**What to produce:**
Copy out every line of the items below word for word, changing nothing.

**Given information:**

[start]

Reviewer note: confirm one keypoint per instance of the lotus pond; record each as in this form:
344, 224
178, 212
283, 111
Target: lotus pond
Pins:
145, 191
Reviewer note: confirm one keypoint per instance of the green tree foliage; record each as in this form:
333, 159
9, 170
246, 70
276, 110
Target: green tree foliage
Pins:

[end]

**Final result:**
Reviewer note: confirm one keypoint per instance of the lotus pond; record each as in this form:
344, 224
178, 212
283, 111
Target: lotus pond
Pins:
145, 191
Reviewer note: confirm one keypoint per instance of the green tree foliage; record each as in this form:
333, 159
9, 170
246, 70
276, 110
Target: green tree foliage
Pins:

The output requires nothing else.